■ **Work request**:
Whenever a line in the entries below contains "query", copy that line.

• • • • •

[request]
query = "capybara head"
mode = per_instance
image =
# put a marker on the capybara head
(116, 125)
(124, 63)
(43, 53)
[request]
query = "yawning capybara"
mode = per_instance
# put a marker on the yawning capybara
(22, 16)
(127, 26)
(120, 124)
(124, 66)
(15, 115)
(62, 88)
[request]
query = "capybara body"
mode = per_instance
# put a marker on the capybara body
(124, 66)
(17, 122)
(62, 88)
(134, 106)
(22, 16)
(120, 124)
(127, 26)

• • • • •

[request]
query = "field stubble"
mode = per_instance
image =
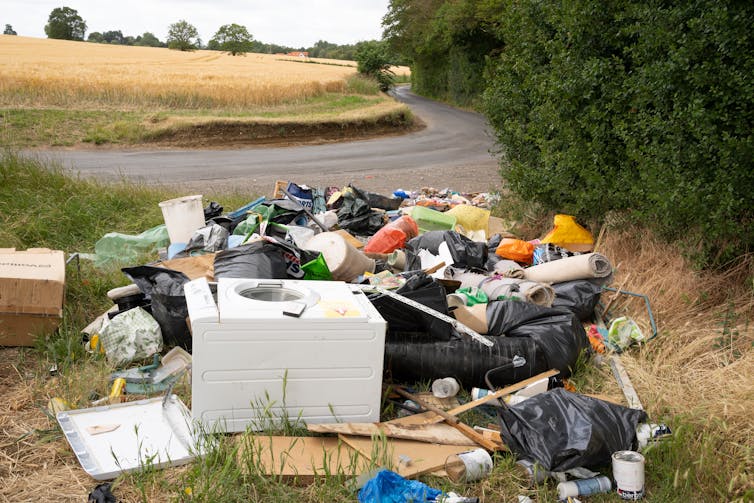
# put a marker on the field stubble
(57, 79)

• • • • •

■ **Written answer**:
query = "capybara head"
query = "yawning capybara"
query = "capybara body"
query = "field stubble"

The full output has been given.